------ Supplied text ------

The more flexible approach would probably require the production of new warheads, which would increase costs. CBO did not estimate those additional costs.
CBO used the same two approaches to illustrate the range of possible forces under START I, which limits the number of warheads to a total of 6,000 and the number of delivery systems to 1,600. The lower-cost approach would emphasize uploading forces and would require the purchase of as few additional systems as possible. The more flexible approach would emphasize warhead loadings that were roughly similar to those of current forces.
Because the 6,000-warhead limit would exceed the maximum capacity of both current- and next-generation forces, reaching it would require the purchase of additional delivery systems—a prospect that would be feasible only for next-generation forces.
Lower-Cost Approach. To minimize the number of additional delivery systems needed under the lower-cost approach, ICBMs and SLBMs could be uploaded to the greatest extent possible, and the bomber fleet could be sized to match maximum capacity to warheads allocated to the fleet. If missiles were at their full loading (8 warheads per SLBM and 3 warheads per ICBM), reaching 6,000 deployed warheads would cost DoD $88 billion to $149 billion in additional onetime acquisition costs and $4 billion to $10 billion a year in additional operation and sustainment costs. The costs would depend on the makeup of the additional delivery systems purchased, although any configuration would need to maintain roughly the same relative distribution of warheads among the components of the triad.
One potential configuration of forces would comprise 3 additional Columbia class SSBNs with missiles, 150 additional GBSD ICBMs, and 153 additional B-21 bombers with cruise missiles. That setup would cost DoD an additional $124 billion in acquisition costs and $7 billion annually in additional operation and sustainment costs (see Table 6, top panel).
The lower-cost approach would probably require the production of new warheads, which could substantially increase costs. CBO did not estimate those additional costs.

------

Task statement >> In the passage on nuclear force costs, what is the limit on delivery systems under START I?

------ Source data ------

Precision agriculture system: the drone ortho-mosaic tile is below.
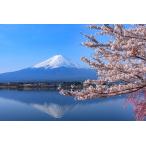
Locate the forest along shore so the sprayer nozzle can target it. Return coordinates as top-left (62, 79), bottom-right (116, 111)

------

Exercise answer >> 1,600 delivery systems.